- **ASSIGNMENT**: Every line of the entries with the word "green" in it should be shown.

****

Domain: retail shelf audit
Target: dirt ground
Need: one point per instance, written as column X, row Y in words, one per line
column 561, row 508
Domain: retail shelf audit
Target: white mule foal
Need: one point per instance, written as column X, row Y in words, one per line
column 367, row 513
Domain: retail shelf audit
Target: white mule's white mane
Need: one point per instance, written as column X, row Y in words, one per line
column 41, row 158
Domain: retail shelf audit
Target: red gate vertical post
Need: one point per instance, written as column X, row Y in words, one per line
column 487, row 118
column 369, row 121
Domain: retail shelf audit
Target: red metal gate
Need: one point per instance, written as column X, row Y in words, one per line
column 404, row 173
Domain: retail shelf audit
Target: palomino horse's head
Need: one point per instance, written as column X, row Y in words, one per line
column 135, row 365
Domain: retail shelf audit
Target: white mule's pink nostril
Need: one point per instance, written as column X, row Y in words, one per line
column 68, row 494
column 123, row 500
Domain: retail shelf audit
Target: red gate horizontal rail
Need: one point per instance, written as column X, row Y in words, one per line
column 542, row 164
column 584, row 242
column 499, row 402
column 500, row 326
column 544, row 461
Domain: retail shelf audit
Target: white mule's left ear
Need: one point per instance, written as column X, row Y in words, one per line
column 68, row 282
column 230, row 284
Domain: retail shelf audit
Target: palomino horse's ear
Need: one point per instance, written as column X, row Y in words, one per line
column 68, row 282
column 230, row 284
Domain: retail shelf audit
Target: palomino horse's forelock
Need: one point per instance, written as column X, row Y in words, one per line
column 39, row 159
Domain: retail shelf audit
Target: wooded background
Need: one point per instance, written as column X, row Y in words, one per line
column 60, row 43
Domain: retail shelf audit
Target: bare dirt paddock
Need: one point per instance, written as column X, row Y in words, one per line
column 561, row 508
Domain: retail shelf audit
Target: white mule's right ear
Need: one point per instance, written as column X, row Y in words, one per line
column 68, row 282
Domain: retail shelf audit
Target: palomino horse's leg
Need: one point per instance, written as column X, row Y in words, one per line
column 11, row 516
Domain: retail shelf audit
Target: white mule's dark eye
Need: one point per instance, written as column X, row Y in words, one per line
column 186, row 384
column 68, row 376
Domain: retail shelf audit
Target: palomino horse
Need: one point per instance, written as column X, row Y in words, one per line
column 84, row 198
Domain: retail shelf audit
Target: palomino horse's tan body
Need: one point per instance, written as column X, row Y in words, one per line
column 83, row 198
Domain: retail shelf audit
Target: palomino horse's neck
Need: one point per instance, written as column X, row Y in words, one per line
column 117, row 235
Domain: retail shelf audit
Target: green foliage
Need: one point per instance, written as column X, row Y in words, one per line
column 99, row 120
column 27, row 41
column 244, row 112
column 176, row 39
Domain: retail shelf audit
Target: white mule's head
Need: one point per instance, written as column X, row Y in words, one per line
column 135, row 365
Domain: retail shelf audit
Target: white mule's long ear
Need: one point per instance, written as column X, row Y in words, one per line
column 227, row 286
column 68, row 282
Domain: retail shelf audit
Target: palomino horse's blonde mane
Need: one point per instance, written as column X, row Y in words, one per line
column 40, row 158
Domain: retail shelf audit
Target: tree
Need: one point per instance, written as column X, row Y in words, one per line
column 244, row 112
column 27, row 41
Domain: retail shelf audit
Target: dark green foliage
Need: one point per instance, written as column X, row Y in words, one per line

****

- **YOUR SOLUTION**:
Target: green foliage
Target: dark green foliage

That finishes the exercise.